> [Task instructions]: Below are some records; each one is to be set down again exactly.

>>>>

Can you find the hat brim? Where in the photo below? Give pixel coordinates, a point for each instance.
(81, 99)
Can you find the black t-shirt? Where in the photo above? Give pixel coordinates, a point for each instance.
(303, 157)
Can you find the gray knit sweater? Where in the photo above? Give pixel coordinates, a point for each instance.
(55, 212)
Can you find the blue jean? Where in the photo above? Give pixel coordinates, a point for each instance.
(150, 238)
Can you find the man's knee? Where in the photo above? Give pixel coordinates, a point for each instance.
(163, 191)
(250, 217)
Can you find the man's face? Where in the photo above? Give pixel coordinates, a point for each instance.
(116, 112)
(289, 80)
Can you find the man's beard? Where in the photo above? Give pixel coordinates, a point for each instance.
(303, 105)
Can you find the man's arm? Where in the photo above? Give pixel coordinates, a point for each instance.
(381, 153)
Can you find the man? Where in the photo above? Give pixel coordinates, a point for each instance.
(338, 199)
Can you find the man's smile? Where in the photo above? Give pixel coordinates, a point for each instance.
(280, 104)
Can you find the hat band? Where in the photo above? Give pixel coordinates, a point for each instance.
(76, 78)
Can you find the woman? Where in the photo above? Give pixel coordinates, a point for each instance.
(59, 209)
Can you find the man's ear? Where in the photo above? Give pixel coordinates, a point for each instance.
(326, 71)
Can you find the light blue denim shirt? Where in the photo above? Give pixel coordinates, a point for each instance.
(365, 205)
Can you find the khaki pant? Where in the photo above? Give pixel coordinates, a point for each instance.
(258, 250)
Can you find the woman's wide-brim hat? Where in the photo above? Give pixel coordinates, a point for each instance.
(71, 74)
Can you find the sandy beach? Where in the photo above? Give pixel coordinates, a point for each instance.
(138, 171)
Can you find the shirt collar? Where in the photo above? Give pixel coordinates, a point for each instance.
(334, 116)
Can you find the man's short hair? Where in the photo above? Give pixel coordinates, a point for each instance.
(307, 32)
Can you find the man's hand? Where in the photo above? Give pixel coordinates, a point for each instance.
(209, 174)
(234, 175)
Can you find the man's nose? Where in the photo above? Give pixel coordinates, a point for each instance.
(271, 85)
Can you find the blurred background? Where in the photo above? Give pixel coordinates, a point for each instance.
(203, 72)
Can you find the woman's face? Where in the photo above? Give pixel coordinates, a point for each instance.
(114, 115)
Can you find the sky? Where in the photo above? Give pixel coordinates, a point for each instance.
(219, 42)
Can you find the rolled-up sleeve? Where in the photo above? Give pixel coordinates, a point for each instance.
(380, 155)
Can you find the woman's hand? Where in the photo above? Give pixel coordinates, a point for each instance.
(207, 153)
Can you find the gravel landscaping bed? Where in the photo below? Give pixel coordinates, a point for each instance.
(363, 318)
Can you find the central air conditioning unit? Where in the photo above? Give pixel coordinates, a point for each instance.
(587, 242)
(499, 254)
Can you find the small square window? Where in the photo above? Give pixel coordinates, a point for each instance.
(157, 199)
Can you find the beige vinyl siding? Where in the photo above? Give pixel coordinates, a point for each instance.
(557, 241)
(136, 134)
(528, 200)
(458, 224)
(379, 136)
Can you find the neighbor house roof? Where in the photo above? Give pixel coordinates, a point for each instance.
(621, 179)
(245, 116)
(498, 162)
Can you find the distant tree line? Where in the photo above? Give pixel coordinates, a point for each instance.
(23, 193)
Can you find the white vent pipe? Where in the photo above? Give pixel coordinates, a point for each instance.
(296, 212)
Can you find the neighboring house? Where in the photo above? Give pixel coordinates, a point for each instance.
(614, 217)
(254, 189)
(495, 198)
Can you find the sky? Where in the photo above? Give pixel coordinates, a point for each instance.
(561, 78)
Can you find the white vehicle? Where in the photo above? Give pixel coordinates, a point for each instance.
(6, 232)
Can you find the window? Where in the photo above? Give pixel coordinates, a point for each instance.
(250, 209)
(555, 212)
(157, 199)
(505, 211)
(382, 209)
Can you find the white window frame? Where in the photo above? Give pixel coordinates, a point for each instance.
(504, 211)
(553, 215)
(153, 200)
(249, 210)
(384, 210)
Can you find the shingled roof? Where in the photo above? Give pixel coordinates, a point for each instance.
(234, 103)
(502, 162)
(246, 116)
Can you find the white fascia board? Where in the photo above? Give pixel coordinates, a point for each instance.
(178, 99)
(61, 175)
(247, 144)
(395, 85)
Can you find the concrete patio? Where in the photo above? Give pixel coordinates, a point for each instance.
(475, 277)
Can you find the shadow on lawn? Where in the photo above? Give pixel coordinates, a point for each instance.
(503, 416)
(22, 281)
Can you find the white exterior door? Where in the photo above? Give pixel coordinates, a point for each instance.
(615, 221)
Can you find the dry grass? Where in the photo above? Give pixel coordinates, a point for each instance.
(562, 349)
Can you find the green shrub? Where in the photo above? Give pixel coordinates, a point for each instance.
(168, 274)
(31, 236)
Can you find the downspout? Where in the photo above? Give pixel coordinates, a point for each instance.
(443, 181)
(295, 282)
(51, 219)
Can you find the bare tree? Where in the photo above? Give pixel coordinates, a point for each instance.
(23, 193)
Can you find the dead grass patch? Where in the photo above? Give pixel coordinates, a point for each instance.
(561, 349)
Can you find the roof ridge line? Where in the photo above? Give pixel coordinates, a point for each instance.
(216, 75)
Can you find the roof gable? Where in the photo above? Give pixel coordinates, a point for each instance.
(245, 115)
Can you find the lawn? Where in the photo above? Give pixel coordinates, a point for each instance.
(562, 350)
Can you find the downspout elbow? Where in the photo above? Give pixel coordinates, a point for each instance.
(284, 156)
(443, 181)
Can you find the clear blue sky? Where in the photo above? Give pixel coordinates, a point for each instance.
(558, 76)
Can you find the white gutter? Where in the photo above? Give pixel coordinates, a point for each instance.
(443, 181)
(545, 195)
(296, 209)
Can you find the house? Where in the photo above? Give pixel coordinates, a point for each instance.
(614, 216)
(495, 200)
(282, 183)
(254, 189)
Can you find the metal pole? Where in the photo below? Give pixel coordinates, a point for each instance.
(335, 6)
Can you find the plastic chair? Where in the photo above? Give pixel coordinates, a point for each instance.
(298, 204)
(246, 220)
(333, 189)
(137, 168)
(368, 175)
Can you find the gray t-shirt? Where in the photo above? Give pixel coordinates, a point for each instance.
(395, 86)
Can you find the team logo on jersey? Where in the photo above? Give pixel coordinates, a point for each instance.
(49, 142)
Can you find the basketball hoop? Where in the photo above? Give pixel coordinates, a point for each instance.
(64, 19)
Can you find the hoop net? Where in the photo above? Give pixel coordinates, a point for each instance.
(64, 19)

<<<<

> [Reply to the task]:
Can you find the hat brim? Where in the photo below? Give pixel coordinates, a point for each instance.
(81, 99)
Can you find the black t-shirt? Where in the photo above? Give pixel coordinates, a point for each instance.
(303, 157)
Can you find the gray knit sweater? Where in the photo above? Give pixel coordinates, a point for each instance.
(55, 212)
Can you find the blue jean? Where in the photo above? Give pixel coordinates, a point for each instance.
(150, 238)
Can you find the man's knee? Where in the photo above? Give pixel coordinates, a point for each instance.
(163, 191)
(250, 217)
Can you find the man's face? Where in the photo above? Give pixel coordinates, a point for each instance.
(116, 112)
(289, 80)
Can you find the man's beard? Where in the photo above? Give pixel coordinates, a point for each instance.
(303, 105)
Can you find the man's arm? Where in the photo above? Give pixel coordinates, a point for each instance.
(381, 153)
Can you find the man? Where in the photo above? Give pixel coordinates, a point for each instance.
(338, 199)
Can you find the man's smile? Where in the photo above? Give pixel coordinates, a point for each instance.
(280, 104)
Can you find the hat band? Where in the photo above? Give pixel coordinates, a point for each instance.
(76, 78)
Can you find the woman? Where in the photo above? Give pixel coordinates, a point for each instance.
(59, 209)
Can you find the man's ear? Where in the photo above? Give pixel coordinates, a point for each instance.
(326, 71)
Can you find the light blue denim shirt? Where in the photo above? Give pixel coordinates, a point for each instance.
(365, 205)
Can you find the khaki pant? Where in the photo above? Give pixel coordinates, a point for each instance.
(258, 250)
Can you find the woman's wide-brim hat? Where in the photo above? Give pixel coordinates, a point for each instance.
(71, 74)
Can you find the sandy beach? Where in the photo above? Give pixel coordinates, a point for each instance.
(138, 171)
Can you find the shirt collar? Where in the photo above? Give pixel coordinates, a point for each instance.
(334, 116)
Can you find the man's short hair? Where in the photo above? Give pixel coordinates, a point for each instance.
(307, 32)
Can you find the man's hand? Where in the photo above? Give pixel coordinates, a point for each instance.
(209, 174)
(234, 175)
Can you find the man's nose? Where in the photo above? Give pixel coordinates, a point for each instance.
(271, 85)
Can you find the blurred background? Where in the photo above? Give pixel coordinates, a point for each instance.
(203, 72)
Can you find the woman's face? Where in the photo above? Give pixel coordinates, a point for each instance.
(114, 115)
Can you find the sky? Where in the photo above? Give pixel coordinates, a point for each instance.
(219, 42)
Can you find the rolled-up sleeve? Where in the photo above? Give pixel coordinates, a point for each instance.
(380, 155)
Can you find the woman's hand? Where in the photo above? Give pixel coordinates, a point for each instance.
(207, 153)
Can you find the gravel landscaping bed? Where in the photo below? Give pixel coordinates, a point for each instance.
(363, 318)
Can you find the central air conditioning unit? Where in the photo above? Give pixel coordinates, a point for each instance.
(587, 242)
(499, 254)
Can you find the small square window? Where in the photo above? Give pixel coordinates, a point for each instance.
(157, 199)
Can you find the beige vinyl siding? Where in the photo above? Give pixel coordinates, a point for each instance.
(557, 241)
(136, 134)
(528, 200)
(458, 224)
(379, 136)
Can you find the neighbor house roof? Where in the photo above? Give pixel coordinates, a point for each instance.
(621, 179)
(245, 116)
(498, 162)
Can you find the distant tree line? Where in the photo above? Give pixel coordinates, a point for each instance.
(23, 193)
Can you find the white vent pipe? Where in the photo above? Give pixel coordinates, a point for each instance.
(296, 212)
Can you find the neighboring house? Where in the photo above? Give pixel coordinates, a point for each instance.
(614, 217)
(254, 189)
(495, 198)
Can you find the sky? Where in the photo above? Give pixel coordinates, a point for each instance.
(561, 78)
Can you find the white vehicle? Where in the photo above? Give pixel coordinates, a point for each instance.
(6, 232)
Can you find the window? Where in the photo above? Give pixel coordinates, a point for each instance.
(250, 209)
(555, 212)
(157, 199)
(505, 211)
(382, 209)
Can you find the white window frame? Where in the photo above? Give pixel coordinates, a point for each instance.
(504, 211)
(553, 215)
(153, 200)
(249, 210)
(384, 210)
Can you find the shingled roof? Where in the photo above? Give pixel coordinates, a point for each instance.
(234, 103)
(502, 162)
(246, 116)
Can you find the white fascia board? Where in the photo above? Give pixel coordinates, a point for each instance.
(178, 99)
(61, 175)
(247, 144)
(395, 85)
Can you find the concrete patio? Where in the photo above? Give pixel coordinates, a point for each instance.
(475, 277)
Can you find the shadow on lawn? Where in the photo above? Give pixel coordinates, a point for each instance.
(503, 416)
(22, 281)
Can you find the white exterior door? Where in the photo above? Give pixel coordinates, a point for each instance.
(615, 221)
Can you find the dry grass? Where in the photo above? Give pixel coordinates, a point for each instance.
(562, 349)
Can you find the green shrub? Where in the photo above? Give pixel coordinates, a point for each instance.
(168, 274)
(31, 236)
Can you find the downspout? Where in the photo above? Give pixel coordinates, a point for each instance.
(443, 181)
(295, 282)
(51, 219)
Can you find the bare tree? Where in the photo above? Give pixel coordinates, a point for each instance.
(23, 193)
Can you find the dead grass patch? Where in the photo above? Give pixel coordinates, a point for each instance.
(561, 349)
Can you find the roof ridge line? Where in the photo above? Give pixel coordinates, a point for each instance.
(216, 75)
Can you find the roof gable? Where in the photo above? Give pixel coordinates, a point for each instance.
(245, 115)
Can you find the lawn? Where in the photo above? Give pixel coordinates, a point for each instance.
(562, 350)
Can you find the downspout elbow? Where in the photo above? Give pixel coordinates, a point for each instance.
(284, 156)
(443, 181)
Can you find the clear blue sky? Where in the photo above? Give pixel coordinates, a point for each instance.
(558, 76)
Can you find the white gutter? Where in the photo above? Give pixel coordinates, a point for each instance.
(443, 181)
(545, 195)
(296, 209)
Can you find the house? Where in the photo above? Give pixel coordinates, a point for each instance.
(614, 216)
(495, 200)
(282, 183)
(254, 189)
Can you find the metal pole? Where in the photo below? Give pixel coordinates, a point for each instance.
(335, 6)
Can you find the plastic chair? Where in the photo above? Give pixel coordinates, a point for each instance.
(298, 204)
(246, 220)
(333, 189)
(137, 168)
(368, 175)
Can you find the gray t-shirt? Where in the photo above? Give pixel coordinates, a point for each instance.
(395, 86)
Can you find the team logo on jersey? Where in the photo above? Give pixel coordinates, a point for each instance.
(49, 142)
Can you find the basketball hoop? Where in the photo above? Give pixel coordinates, a point for each instance.
(64, 19)
Can you find the hoop net? Where in the photo above? Give pixel coordinates, a point for each instance.
(64, 19)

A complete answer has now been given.